→ **設問 A**: タスクリストについての抜粋では、「アプリ」に分けられるタスクを何と呼び、どう書き表していますか。
→ **設問 B**: タスクリストについての抜粋を、最後の文のあとから続けて書いてください。

==== 原文抜粋 ====

図7は、実行可能な状態にあるタスクとその分類を説明するための図である。
実行可能な状態にあるタスクを、「アプリ」と、「バックグラウンドプロセス」と、「OSプロセス」の3つに大別して、これを管理するためのタスクリストの一例を示す。
【0107】
「アプリ」に分類されている「アプリケーション1」から「アプリケーション4」は、上記のアプリケーションプログラムの一例である。これらは、図示される「アプリケーション1」などの各識別情報によって識別される。「バックグラウンドプロセス」に分類されている「BGプロセス1」から「BGプロセス4」は、上記のバックグラウンドプロセスの一例である。これらは、図示される「BGプロセス1」などの各識別情報などによって識別される。「OSプロセス」には、図示されてない複数のプロセスが含まれる。
【0108】
このタスクリストの各行に対応付けられる各タスクは、スレッドとして管理され、個々に実行させることができる。各タスクに対応付けられて図の右端に記載の数値は、各タスクのCPU使用率である。これらの数値の上段にある数値は、実行中の全タスクによるCPU使用率である。
【0109】
この
図7に示されたタスクリストは、後述する実行中タスクリストとして利用してもよい。実施形態では、「アプリ」に分類されるタスクを、「フォアグランドタスク」と呼び、これをFGTと記す。「バックグラウンドプロセス」と、「OSプロセス」とに分類されるタスクを、「バックグラウンドタスク」と呼び、これをBGTと記す。換言すれば、「アプリ」に分類されるタスクは、例えば、表示面FS1に可視ウインドウを表示させるタスクである。
【0110】
例えば、バックグラウンドタスクは、更新処理プログラムによるタスク、又は情報のセキュリティ性を検証するためのソフトウエアが起動するバックグラウンドプロセスのタスクを含むものであってよい。
【0111】
図8は、バックグラウンドタスクリストを説明するための図である。

==== 記録情報 ====

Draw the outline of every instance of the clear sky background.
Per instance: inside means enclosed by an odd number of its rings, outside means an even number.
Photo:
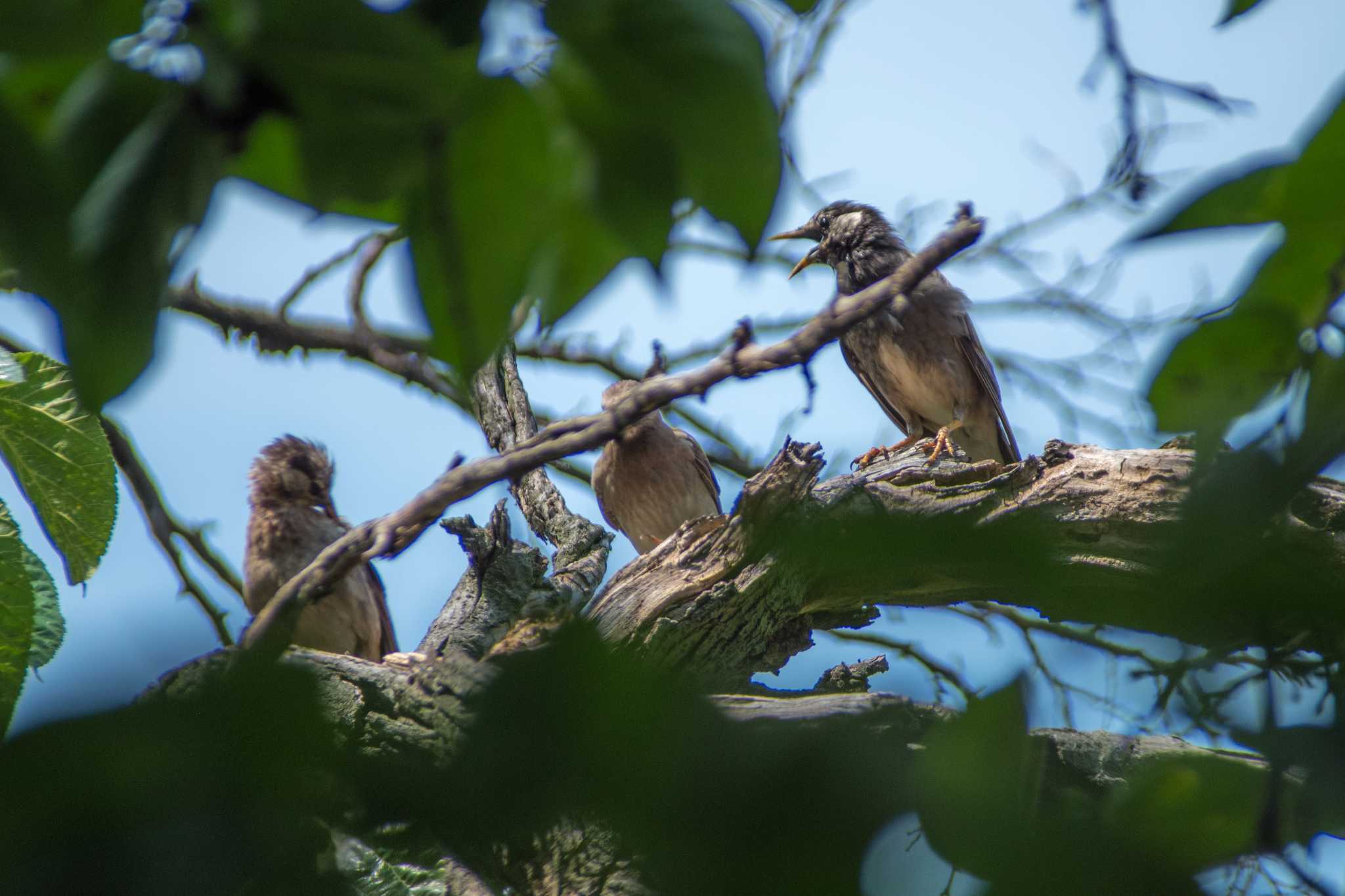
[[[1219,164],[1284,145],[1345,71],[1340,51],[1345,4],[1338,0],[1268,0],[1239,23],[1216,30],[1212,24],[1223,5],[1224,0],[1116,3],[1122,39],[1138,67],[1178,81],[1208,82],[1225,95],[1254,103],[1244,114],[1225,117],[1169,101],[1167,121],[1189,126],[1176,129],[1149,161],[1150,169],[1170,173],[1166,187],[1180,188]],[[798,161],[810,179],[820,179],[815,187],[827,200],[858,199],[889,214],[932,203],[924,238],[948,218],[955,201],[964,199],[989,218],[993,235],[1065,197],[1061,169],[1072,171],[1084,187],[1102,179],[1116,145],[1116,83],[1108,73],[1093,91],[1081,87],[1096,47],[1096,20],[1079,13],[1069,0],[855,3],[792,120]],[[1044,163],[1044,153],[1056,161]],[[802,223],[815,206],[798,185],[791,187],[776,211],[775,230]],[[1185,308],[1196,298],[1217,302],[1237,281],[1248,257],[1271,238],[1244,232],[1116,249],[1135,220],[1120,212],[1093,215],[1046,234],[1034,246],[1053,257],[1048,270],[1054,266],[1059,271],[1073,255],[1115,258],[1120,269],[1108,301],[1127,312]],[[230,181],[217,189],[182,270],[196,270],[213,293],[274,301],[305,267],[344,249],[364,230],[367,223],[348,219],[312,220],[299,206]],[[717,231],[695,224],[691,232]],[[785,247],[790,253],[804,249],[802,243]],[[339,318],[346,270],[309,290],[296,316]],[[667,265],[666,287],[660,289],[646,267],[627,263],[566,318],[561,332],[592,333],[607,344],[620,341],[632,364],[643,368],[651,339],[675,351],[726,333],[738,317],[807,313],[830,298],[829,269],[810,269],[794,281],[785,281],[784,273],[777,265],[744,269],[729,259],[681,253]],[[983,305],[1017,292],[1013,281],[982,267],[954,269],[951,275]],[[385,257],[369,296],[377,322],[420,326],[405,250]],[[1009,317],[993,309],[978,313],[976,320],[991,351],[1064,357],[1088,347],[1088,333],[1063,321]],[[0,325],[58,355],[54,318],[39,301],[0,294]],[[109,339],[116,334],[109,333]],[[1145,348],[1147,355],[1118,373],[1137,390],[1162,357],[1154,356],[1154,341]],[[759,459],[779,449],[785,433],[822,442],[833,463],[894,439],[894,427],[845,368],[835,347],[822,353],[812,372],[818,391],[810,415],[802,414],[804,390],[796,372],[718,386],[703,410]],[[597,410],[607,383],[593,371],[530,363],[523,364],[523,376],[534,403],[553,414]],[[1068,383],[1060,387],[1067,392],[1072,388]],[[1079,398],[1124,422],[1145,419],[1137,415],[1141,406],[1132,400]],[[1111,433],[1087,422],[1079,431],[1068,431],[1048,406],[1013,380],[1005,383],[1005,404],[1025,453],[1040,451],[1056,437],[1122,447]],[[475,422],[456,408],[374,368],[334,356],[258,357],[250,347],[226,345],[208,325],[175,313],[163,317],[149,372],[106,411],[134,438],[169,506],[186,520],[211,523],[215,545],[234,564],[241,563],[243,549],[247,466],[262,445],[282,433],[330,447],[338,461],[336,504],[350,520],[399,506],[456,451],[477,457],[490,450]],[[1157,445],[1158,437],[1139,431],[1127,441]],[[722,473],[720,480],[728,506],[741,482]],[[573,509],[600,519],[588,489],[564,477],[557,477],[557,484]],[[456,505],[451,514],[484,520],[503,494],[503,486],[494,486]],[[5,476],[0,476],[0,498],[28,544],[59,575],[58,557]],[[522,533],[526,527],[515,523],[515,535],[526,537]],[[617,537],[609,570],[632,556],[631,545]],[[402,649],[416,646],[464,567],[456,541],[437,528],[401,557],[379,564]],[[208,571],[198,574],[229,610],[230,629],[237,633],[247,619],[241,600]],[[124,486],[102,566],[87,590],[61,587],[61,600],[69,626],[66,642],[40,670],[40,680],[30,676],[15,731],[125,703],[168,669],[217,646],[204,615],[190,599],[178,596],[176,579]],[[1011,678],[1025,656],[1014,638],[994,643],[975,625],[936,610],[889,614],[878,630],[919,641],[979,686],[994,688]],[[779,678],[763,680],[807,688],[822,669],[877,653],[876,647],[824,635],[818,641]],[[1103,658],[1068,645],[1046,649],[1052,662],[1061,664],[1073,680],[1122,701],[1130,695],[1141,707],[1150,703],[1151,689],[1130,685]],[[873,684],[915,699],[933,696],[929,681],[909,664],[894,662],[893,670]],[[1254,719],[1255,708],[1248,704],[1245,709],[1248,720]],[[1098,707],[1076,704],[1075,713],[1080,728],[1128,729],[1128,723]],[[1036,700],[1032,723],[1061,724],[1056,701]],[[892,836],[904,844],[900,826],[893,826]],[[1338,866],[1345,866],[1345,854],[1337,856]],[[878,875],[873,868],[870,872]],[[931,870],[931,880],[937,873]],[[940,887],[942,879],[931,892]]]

====

→ **解答 A**: 「フォアグランドタスク」と呼び、FGTと書き表しています。

→ **解答 B**:
バックグラウンドタスクリスト(BGタスクリストと呼ぶ。)には、特定のバックグラウンドタスクとして扱う必要のあるタスクを識別するためのデータ(対象タスク情報と呼ぶ。)が予め格納されている。「BGプロセス1」と「BGプロセス2」は、特定のバックグラウンドタスクとして扱う必要のある対象タスクの一例である。「BGプロセス1」は、上記のアップデート処理部121に対応付けられていてよく、「BGプロセス2」は、上記のセキュリティ処理部123に対応付けられていてよい。
【0112】
図9は、動作モード制御の手順を示すフローチャートである。
【0113】
パワー管理ドライバ111は、実行中タスクリストとBGタスクリストとを参照して、実行中タスクリストに含まれている各タスクがBGタスクリストに登録されているプロセス(対象タスク)であるか否かを判定する(ステップSA11)。
BGタスクリストに登録されているプロセスである場合に、パワー管理ドライバ111は、制限対象のBGタスクであると判定する(ステップSA12)。
BGタスクリストに登録されているプロセスでない場合に、パワー管理ドライバ111は、制限対象のBGタスクでないと判定する(ステップSA13)。
パワー管理ドライバ111は、実行中のプロセスの判定が完了したか否かを判定し(ステップSA14)、未完了である場合にステップSA11からの処理を実行する。これにより、パワー管理ドライバ111は、CPU11が実行する複数のスケジュール・タスクの中から対象のスケジュール・タスクを識別可能にする対象タスクを識別する。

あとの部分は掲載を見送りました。